═══ Records for this task ═══

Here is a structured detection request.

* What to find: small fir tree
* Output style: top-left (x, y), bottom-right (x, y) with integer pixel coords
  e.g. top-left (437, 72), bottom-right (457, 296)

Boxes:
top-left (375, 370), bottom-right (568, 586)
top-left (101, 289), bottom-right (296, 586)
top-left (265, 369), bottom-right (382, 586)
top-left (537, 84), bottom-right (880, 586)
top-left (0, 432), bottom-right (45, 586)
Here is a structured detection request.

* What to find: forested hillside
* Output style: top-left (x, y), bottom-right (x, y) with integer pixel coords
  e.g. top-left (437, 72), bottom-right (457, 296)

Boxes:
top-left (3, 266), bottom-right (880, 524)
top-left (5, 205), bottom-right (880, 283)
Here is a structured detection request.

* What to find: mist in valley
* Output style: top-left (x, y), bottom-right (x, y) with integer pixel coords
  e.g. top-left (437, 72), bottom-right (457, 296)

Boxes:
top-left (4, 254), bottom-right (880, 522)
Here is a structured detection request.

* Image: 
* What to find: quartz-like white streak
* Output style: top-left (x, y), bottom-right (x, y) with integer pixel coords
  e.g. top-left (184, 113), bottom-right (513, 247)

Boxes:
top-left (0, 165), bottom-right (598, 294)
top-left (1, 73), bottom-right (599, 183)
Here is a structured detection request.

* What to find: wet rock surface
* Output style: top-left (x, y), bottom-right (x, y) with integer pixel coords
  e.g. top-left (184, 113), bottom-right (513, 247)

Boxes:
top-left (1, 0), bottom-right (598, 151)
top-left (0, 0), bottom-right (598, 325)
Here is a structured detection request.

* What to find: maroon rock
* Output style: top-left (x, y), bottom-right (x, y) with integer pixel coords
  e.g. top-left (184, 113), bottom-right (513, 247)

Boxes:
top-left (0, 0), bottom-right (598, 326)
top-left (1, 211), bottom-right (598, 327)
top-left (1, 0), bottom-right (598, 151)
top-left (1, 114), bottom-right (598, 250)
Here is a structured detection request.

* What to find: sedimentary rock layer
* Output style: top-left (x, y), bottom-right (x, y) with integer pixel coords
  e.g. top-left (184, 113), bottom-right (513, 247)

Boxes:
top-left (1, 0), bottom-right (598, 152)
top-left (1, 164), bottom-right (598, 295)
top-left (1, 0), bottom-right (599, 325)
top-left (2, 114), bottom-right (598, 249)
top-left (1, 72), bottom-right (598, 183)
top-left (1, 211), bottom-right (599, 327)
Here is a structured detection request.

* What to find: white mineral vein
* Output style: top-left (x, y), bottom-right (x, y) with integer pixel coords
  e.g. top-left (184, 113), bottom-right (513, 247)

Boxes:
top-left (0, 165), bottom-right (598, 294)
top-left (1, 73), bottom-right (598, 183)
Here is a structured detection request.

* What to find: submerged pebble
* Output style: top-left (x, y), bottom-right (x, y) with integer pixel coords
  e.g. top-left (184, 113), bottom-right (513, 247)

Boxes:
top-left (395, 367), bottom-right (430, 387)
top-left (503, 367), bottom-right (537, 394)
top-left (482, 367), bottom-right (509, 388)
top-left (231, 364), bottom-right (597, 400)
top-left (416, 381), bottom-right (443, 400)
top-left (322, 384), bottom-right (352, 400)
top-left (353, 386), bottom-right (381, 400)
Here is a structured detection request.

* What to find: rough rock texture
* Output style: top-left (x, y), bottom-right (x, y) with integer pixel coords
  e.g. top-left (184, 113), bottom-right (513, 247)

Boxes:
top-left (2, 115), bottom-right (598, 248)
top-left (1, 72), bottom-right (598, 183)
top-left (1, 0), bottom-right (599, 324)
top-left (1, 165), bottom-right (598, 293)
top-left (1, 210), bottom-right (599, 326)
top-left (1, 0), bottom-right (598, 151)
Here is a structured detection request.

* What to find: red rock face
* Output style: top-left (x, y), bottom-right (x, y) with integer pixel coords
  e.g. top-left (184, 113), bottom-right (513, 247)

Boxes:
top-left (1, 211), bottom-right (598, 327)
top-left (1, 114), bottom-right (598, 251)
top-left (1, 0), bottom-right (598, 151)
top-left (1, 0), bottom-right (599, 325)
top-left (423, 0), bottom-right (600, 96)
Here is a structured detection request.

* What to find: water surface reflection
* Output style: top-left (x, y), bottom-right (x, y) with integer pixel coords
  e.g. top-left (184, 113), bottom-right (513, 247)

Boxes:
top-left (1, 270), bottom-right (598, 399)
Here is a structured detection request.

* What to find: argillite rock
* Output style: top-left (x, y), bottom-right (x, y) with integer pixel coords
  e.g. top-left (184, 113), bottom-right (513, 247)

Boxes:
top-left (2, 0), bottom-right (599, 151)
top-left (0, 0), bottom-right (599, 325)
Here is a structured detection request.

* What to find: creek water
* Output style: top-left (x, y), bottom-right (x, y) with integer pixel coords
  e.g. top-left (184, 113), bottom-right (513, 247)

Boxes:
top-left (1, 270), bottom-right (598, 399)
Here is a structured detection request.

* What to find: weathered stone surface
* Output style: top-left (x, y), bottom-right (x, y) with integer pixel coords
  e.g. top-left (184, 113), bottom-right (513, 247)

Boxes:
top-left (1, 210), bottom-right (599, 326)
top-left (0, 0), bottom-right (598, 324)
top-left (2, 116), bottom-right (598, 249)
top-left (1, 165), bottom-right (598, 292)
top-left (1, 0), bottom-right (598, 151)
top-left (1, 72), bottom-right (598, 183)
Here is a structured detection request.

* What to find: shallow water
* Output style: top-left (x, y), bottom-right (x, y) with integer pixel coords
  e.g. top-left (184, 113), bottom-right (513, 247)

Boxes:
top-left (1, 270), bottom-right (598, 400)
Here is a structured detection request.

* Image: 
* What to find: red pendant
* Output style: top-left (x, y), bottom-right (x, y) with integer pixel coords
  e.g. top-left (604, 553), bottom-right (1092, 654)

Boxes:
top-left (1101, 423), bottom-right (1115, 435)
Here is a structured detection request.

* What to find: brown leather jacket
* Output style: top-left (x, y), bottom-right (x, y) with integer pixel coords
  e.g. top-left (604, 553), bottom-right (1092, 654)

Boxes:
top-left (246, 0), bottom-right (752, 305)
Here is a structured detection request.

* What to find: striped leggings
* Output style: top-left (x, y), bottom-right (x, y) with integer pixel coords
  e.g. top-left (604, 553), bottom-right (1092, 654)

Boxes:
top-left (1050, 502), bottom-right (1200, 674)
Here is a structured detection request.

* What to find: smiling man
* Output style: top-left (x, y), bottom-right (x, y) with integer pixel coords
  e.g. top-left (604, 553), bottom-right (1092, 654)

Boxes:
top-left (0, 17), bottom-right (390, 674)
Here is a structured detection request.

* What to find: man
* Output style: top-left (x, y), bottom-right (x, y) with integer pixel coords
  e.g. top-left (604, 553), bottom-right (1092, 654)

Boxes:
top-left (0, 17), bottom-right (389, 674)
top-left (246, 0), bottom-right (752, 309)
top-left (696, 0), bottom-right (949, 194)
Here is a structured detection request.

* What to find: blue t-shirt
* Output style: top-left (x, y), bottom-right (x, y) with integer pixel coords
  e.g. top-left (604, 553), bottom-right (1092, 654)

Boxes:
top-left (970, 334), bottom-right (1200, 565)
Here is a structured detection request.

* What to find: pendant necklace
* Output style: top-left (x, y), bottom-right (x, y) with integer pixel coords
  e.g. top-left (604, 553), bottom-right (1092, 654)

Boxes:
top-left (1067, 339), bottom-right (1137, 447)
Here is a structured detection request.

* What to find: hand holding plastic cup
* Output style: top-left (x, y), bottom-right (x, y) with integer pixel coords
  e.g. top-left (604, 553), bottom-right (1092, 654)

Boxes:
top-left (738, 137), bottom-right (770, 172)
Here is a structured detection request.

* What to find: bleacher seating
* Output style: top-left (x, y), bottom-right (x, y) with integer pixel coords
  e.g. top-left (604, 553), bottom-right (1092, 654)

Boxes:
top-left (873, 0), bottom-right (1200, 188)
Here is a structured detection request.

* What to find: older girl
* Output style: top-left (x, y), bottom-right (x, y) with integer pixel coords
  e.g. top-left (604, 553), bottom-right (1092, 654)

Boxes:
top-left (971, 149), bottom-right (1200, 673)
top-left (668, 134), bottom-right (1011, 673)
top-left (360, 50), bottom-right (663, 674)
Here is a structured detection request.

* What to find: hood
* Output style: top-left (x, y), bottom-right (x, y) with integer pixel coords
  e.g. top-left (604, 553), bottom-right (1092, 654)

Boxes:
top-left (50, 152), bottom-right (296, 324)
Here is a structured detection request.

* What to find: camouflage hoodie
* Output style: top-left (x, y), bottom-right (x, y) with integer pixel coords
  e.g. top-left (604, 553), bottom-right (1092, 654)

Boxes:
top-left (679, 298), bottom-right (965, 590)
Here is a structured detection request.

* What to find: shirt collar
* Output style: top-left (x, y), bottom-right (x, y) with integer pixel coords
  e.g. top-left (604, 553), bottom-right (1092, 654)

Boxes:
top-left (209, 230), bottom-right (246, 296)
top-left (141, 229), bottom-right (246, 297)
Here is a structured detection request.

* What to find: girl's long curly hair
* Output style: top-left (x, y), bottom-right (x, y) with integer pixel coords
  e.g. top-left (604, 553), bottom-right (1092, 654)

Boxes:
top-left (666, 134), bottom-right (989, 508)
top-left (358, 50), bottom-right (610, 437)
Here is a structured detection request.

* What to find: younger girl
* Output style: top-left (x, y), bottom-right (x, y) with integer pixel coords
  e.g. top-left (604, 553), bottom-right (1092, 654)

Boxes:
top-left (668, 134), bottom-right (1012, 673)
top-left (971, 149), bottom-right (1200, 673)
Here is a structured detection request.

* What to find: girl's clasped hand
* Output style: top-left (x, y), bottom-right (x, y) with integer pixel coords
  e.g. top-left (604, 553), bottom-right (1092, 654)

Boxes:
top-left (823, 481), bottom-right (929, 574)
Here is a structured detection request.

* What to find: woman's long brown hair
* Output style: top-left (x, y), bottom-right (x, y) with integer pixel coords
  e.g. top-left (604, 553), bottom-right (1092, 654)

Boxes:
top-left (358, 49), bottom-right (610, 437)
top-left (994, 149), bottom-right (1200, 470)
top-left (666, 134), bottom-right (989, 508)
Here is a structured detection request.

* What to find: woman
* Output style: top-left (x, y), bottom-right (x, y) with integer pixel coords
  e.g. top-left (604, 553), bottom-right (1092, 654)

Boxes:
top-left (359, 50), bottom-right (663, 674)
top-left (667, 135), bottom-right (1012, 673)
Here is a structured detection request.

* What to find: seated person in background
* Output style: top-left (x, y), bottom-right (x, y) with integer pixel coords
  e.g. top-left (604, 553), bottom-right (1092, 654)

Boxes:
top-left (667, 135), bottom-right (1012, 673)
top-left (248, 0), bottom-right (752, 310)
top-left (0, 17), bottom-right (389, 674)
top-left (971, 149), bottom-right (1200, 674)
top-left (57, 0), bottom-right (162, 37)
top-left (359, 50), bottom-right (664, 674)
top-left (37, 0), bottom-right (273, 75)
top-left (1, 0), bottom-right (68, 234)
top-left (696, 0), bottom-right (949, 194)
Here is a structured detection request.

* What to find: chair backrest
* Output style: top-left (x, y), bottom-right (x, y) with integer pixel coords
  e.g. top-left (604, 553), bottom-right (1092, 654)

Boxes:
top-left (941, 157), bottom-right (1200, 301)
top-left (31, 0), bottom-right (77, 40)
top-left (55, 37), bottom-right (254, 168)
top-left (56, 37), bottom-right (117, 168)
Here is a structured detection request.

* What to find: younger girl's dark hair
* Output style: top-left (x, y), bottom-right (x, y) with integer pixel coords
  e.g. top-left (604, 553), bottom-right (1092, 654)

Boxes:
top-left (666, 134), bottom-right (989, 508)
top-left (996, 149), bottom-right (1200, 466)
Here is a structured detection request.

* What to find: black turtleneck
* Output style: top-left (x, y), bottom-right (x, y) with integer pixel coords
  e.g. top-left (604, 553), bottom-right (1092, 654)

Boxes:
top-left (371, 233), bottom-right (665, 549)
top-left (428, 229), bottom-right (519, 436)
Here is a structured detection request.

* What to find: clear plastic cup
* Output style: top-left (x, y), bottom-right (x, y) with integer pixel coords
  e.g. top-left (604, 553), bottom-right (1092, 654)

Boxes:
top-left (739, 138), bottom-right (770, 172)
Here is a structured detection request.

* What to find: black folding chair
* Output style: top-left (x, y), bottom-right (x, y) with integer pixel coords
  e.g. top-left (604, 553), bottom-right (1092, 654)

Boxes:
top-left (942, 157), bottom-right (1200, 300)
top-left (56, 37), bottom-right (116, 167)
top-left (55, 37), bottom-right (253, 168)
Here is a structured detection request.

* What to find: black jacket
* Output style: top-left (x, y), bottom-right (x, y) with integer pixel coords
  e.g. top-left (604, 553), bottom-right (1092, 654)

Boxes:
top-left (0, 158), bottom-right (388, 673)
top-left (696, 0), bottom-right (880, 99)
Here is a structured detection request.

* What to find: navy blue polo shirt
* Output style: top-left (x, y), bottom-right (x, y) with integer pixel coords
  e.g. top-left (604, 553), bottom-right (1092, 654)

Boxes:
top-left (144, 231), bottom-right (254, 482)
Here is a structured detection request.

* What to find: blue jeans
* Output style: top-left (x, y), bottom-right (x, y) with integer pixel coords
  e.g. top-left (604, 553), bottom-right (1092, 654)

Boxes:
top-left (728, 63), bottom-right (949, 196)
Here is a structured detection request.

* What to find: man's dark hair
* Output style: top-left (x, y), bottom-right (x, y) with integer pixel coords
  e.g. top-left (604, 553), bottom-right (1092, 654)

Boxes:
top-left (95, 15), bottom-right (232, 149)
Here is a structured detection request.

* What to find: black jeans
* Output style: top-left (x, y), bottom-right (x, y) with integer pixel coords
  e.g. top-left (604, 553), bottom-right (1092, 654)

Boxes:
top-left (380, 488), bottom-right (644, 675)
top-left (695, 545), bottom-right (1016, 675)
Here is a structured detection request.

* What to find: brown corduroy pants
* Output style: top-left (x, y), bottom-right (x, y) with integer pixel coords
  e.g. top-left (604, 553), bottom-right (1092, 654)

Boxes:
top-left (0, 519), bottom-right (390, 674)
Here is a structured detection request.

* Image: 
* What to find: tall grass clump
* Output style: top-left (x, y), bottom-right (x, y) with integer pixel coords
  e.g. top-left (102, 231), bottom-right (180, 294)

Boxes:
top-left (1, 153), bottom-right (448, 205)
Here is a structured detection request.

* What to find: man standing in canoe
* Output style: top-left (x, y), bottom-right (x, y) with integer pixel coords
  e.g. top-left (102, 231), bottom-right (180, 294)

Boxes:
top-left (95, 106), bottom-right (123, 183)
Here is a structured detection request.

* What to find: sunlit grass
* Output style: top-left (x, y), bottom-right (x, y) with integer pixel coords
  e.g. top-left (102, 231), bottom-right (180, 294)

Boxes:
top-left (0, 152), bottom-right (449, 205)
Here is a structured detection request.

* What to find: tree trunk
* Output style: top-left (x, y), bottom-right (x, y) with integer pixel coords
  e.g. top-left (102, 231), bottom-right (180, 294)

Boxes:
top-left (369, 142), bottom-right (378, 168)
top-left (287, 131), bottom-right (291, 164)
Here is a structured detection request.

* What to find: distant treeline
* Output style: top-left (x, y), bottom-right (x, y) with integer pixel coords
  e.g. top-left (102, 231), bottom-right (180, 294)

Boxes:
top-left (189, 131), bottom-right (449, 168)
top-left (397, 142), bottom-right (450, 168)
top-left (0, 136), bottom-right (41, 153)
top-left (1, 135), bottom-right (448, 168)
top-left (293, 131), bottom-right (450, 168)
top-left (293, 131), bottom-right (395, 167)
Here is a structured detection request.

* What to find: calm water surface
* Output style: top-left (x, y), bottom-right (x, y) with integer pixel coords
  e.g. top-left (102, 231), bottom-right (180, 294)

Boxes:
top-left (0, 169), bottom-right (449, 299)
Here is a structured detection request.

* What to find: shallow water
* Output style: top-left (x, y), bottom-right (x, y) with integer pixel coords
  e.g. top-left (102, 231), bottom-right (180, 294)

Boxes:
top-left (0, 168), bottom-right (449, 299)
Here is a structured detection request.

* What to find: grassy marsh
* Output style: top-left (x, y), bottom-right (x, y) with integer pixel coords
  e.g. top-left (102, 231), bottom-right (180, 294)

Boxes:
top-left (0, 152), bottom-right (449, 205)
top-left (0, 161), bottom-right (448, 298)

═══

--- Assignment ---
Each line of the records with the word "rock" in it is to be copied.

--- Output of the task ---
* What to find: wet rock surface
* What to find: maroon rock
* What to find: sedimentary rock layer
* What to find: rough rock texture
* What to find: red rock face
* What to find: argillite rock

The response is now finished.